··· TEXTO DO DOCUMENTO ···

A filosofia é alienada (vide Cândido) ; o jornal de domingo, intacto (já era terça-feira). Espantei as reflexões transcendentes (que, afinal, não levam a lugar nenhum); queria pensar em coisas "importantes", tal qual a situação sócio-econômica do globo. Queria saber de juros, diabo de juros; de fome; de greve (encabeçada pela ANDES, sem aprovação da CUT); enfim, queria libertar-me da alienação voluntária.
Eis que abri o dito jornal: "Fed prevê recessão americana". Quê? Concomitantemente, na CNN em espanhol (a televisão estava ligada, esqueci de avisar), uma apresentadora dizia: "Dos soldados estadounidenses morreram hoy en Iraquí".
Já percebe o leitor que, a essa hora, novamente, a minha cabeça não mais queria saber das notícias, mas das palavras. !Estadounidenses! !No me puedo creer!

··· MATERIAL FORNECIDO ···

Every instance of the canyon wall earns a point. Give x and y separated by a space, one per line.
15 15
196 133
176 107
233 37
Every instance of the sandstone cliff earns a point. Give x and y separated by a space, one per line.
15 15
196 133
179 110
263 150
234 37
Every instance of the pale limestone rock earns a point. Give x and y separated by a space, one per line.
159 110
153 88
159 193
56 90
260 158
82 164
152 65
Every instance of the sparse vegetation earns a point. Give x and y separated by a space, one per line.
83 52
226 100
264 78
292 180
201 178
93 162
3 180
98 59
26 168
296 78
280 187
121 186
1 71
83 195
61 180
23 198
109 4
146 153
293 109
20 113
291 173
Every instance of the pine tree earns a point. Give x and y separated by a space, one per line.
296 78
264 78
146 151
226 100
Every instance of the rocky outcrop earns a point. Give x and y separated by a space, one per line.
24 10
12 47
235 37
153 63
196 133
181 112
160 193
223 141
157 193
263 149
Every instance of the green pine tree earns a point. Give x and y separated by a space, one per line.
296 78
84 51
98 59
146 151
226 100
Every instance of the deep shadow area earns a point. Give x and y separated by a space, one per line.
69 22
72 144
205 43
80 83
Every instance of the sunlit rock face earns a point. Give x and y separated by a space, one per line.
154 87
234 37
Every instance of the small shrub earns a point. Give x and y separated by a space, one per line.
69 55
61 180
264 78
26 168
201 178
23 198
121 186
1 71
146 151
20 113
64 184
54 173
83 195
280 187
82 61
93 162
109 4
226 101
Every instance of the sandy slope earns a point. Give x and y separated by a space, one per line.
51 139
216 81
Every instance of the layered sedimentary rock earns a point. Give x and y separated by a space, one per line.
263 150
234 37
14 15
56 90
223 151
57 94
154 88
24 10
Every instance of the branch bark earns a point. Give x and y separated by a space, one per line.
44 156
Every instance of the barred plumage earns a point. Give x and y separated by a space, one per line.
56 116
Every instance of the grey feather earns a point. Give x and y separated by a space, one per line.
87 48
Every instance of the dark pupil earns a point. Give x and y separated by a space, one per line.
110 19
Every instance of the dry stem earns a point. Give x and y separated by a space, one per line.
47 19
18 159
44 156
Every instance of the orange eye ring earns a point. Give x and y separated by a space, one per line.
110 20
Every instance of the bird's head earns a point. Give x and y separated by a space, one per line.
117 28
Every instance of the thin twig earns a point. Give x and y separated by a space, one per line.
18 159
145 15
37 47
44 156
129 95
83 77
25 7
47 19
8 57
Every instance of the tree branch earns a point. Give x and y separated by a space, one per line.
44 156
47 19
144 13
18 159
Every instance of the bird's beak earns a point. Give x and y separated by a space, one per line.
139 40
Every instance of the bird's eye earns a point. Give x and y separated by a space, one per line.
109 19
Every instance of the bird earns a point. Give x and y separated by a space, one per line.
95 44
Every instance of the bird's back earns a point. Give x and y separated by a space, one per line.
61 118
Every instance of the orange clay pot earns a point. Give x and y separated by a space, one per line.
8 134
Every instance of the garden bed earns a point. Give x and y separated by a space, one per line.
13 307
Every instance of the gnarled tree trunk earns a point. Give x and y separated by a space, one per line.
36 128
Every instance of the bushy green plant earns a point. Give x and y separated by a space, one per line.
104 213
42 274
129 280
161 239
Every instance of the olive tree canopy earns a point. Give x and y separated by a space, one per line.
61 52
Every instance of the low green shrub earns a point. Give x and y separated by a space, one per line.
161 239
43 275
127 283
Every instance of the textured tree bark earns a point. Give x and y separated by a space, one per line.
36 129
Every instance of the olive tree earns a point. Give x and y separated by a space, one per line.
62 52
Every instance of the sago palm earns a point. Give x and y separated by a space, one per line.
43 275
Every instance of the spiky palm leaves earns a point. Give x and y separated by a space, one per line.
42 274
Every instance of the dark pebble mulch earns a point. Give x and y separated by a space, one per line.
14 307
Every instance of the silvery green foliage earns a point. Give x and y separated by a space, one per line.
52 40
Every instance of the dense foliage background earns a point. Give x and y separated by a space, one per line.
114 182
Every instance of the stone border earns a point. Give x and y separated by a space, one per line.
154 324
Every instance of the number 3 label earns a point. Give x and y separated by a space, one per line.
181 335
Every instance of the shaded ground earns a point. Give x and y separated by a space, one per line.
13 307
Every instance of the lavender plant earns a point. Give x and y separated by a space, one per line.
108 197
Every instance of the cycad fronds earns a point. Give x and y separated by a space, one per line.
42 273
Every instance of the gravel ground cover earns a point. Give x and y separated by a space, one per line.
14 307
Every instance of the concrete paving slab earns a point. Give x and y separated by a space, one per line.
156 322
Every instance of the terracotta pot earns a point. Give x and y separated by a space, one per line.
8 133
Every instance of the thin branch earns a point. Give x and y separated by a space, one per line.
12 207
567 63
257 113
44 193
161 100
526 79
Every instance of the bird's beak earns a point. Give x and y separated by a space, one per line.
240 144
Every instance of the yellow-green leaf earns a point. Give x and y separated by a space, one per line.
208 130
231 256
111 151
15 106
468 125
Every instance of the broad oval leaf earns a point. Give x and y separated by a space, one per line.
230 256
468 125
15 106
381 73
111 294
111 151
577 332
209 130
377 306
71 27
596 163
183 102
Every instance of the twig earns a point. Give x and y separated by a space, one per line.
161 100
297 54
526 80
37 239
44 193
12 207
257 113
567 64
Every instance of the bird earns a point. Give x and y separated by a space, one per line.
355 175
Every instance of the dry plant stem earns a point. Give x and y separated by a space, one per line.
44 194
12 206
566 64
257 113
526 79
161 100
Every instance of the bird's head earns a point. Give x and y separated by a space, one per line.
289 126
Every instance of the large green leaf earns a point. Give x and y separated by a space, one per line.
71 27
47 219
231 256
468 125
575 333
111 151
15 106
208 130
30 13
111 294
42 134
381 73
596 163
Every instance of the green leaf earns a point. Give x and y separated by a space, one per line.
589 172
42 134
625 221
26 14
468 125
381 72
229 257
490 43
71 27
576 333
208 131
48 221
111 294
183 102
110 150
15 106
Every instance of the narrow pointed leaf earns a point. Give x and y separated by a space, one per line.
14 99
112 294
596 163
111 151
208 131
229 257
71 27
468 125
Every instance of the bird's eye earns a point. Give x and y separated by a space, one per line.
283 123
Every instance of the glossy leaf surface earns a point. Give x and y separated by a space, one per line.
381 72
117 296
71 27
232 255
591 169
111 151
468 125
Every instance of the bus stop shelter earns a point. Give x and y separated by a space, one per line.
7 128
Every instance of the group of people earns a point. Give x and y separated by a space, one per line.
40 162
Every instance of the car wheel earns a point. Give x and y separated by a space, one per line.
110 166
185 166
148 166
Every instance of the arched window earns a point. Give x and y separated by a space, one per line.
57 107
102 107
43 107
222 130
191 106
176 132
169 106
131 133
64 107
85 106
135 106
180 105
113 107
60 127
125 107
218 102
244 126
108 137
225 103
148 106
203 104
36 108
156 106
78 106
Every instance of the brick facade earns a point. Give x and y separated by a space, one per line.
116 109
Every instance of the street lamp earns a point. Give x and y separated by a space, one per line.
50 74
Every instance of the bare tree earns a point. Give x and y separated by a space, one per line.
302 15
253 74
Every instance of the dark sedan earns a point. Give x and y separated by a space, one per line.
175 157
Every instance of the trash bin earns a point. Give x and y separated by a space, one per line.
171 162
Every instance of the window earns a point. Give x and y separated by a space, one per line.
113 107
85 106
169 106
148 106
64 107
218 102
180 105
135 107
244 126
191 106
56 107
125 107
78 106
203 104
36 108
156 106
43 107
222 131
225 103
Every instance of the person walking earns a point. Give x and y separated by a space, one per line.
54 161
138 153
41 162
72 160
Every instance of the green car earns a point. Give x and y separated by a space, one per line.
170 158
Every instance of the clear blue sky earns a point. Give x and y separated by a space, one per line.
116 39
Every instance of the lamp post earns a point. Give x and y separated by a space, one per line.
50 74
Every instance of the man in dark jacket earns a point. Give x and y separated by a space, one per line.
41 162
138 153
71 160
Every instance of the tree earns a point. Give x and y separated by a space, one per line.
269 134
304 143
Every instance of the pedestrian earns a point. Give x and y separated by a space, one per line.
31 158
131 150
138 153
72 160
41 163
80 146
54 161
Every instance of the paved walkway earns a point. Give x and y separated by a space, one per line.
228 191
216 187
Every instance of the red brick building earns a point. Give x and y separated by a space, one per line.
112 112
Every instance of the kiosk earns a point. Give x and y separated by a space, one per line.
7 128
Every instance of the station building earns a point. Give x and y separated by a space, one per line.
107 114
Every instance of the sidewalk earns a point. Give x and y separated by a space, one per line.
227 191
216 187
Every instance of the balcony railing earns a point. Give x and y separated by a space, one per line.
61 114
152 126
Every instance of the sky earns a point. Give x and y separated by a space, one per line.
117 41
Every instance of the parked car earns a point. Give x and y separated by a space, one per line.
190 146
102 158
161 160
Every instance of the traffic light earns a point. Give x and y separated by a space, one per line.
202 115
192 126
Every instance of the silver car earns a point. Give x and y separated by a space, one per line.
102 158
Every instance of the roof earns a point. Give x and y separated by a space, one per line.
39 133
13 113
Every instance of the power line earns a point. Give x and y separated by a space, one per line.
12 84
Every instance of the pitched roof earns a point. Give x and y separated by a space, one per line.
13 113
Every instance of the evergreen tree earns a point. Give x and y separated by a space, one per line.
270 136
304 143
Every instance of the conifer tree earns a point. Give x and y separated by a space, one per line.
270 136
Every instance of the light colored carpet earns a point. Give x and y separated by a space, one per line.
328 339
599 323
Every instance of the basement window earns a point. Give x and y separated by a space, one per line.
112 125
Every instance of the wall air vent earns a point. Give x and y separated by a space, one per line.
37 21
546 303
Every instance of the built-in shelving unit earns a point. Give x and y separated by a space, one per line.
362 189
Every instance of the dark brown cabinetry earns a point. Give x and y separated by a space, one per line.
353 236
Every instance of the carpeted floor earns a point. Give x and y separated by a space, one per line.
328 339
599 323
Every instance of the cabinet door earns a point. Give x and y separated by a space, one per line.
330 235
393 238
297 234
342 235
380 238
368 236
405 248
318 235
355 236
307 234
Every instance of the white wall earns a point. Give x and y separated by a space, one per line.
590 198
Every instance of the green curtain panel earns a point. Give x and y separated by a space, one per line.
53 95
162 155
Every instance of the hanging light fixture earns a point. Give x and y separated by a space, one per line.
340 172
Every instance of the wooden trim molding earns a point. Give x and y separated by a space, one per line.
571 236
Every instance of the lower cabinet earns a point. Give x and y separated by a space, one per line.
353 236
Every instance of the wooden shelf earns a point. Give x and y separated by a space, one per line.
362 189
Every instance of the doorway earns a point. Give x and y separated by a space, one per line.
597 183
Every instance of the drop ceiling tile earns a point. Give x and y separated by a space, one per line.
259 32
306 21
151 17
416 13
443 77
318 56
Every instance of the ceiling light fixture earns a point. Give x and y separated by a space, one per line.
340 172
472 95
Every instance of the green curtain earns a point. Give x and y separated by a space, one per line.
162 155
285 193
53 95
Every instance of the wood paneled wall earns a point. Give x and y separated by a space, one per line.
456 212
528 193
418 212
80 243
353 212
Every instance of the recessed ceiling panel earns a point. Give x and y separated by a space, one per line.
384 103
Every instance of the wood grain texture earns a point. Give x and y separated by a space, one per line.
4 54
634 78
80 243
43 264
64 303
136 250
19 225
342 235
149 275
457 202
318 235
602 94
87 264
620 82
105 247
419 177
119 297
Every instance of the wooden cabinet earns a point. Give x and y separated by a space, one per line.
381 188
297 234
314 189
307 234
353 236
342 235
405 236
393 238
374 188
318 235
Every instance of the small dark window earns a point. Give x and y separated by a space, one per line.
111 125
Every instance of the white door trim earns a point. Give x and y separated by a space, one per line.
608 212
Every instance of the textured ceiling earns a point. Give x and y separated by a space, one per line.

···

◆ TAREFA SOLICITADA:
Por favor, escreva a continuação do texto do documento, começando logo após a última frase apresentada.

◆ O RESULTADO:
Corro ao dicionário de português. Não há "estadouniense". Mas espere você, olho mais abaixo; ei-la: "estadunidense".
Então....?
Sim, isso mesmo.
Abro a revista Veja - a eterna tocha da verdade cuja luz ilumina esse país perdido e sem salvação possível. Um ensaio do senhor Alencastro: "O sentimento antiamericano". Páginas à frente: "O poder militar americano." Etc.
Conclui que o brasileiro é vendido; pois até os latinos, da CNN (empresa estadunidense) não utilizam o adjetivo "americano" para se referir aos EUA, já que sabem que americano é todo aquele que vive no continente chamado de América (que não se resume aos EUA). Mas eles, aquela gente, furtaram o continente com uma palavra, com o nosso eternamente cordial beneplácito.
Seria o mesmo, penso, que concordar com a qualificação dos alemães como simplesmente "europeus". Isso não ocorre, provavelmente porque na Europa há vários países "importantes", cujos pés e mãos beijamos com avidez.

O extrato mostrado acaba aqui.